WRITTEN TASK. Repeat the lines beginning at the one with "of the hazy" and running to the end of the material, keeping the first and last of them, exactly as they appear.

MATERIAL.
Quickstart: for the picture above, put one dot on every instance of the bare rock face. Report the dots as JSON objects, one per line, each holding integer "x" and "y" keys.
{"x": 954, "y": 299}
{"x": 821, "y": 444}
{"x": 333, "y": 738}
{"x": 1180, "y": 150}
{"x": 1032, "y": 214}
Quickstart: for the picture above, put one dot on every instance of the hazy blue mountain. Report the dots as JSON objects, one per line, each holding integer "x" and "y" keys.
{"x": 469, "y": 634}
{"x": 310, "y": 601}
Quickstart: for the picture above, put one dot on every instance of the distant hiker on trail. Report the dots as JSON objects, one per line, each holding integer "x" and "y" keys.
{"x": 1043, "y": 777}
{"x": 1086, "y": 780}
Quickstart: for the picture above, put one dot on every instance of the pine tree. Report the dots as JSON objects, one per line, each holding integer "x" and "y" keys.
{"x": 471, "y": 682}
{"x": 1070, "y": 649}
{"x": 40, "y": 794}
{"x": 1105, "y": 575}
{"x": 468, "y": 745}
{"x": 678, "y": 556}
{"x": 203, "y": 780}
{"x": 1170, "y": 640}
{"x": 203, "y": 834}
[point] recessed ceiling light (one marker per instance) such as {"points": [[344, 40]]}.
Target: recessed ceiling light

SOLUTION TO THIS EXERCISE.
Quickstart: for the picture above, put one dot on every instance of the hazy blue mountain. Report the dots as JSON objects, one per line, each holding integer "x" and "y" keys.
{"x": 469, "y": 634}
{"x": 310, "y": 601}
Quickstart: for the picture above, put one dot on every instance of the distant hiker on trail. Report the dots as JSON objects, one per line, each holding integer "x" and "y" keys.
{"x": 1043, "y": 777}
{"x": 1086, "y": 780}
Quickstart: for the picture above, put one dot on every instance of the pine tree. Report the dots as JSON objects, one per line, each holding integer "x" and "y" keys.
{"x": 471, "y": 682}
{"x": 1070, "y": 649}
{"x": 40, "y": 794}
{"x": 1105, "y": 575}
{"x": 468, "y": 745}
{"x": 678, "y": 556}
{"x": 203, "y": 780}
{"x": 1170, "y": 640}
{"x": 203, "y": 834}
[point] recessed ceiling light (one marker per instance) such as {"points": [[344, 40]]}.
Target: recessed ceiling light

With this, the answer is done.